[Rows from a dataset]
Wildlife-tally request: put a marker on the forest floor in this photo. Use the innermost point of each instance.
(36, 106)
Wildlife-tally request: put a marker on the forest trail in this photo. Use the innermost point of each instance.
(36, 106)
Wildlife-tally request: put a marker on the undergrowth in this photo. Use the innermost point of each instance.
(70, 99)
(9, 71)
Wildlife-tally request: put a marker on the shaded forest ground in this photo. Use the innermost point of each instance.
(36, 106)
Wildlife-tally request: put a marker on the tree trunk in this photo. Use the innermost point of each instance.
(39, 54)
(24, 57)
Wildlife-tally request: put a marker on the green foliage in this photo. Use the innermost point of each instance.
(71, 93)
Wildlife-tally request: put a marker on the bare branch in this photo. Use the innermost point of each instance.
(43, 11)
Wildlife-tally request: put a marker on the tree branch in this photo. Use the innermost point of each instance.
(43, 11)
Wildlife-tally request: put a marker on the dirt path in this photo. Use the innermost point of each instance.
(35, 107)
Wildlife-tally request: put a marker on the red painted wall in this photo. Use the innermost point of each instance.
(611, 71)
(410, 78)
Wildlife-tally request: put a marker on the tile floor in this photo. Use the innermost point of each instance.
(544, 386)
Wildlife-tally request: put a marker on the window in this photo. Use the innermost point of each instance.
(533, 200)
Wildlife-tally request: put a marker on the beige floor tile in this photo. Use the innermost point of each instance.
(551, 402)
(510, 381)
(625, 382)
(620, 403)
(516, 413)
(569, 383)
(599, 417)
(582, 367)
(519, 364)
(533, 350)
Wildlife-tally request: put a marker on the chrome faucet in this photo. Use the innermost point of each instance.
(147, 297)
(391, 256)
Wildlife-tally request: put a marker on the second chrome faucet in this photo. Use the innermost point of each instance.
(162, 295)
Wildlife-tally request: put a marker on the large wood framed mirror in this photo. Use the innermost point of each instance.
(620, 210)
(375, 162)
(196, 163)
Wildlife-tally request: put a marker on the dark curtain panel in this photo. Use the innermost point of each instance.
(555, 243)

§ **Short problem**: Copy all of the entries above word for word, keeping every line in its original order.

§ **Solution**:
Wildlife-tally request: put a marker on the forest floor in this photo. Use the innermost point of each instance.
(36, 106)
Wildlife-tally request: put a marker on the forest trail in this photo. Use the innermost point of each instance.
(36, 106)
Wildlife-tally request: put a marker on the undergrowth in this photo. Use the innermost point of each instance.
(70, 99)
(9, 71)
Wildlife-tally request: put a marker on the shaded forest ground in this photo. Use the innermost point of each instance.
(36, 106)
Wildlife-tally request: put a marker on the tree trunk in this photo. Use the innermost point of each instance.
(39, 54)
(24, 57)
Wildlife-tally request: put a marker on the green foliage in this photo. Use the innermost point of each instance.
(71, 93)
Wildlife-tally request: put a marker on the bare branch in this photo. Use the innermost point of each instance.
(43, 11)
Wildlife-tally request: put a marker on the tree branch in this photo. Use the innermost point of each instance.
(43, 11)
Wildlife-tally request: put a marker on the dirt path in this photo. Use the innermost point of each instance.
(35, 107)
Wildlife-tally request: put a marker on the red painted wall in this photo. Use the innermost point of each instance.
(611, 71)
(410, 78)
Wildlife-tally request: put a marker on the tile floor in this photo. Use the innermost point of each instance.
(544, 386)
Wildlife-tally request: put a marker on the window in this photo. Use the innermost point of each instance.
(533, 200)
Wildlife-tally request: put a marker on the beige floor tile in this photo. Use the innermost point of each instance.
(551, 402)
(510, 381)
(625, 382)
(620, 403)
(516, 413)
(569, 383)
(599, 417)
(582, 367)
(519, 364)
(533, 350)
Wildlife-tally request: put a marker on the chrome faucet in this photo. Use the innermost point of each instance.
(147, 297)
(391, 256)
Wildlife-tally request: put a marker on the second chrome faucet in this photo. Use the innermost point of each instance.
(162, 295)
Wildlife-tally request: put a marker on the large wood framed mirror in this photo. Use the innermost point of each instance.
(620, 210)
(375, 162)
(196, 163)
Wildlife-tally request: put a marker on the dark curtain panel in this photo. Use the innermost point of each instance.
(555, 243)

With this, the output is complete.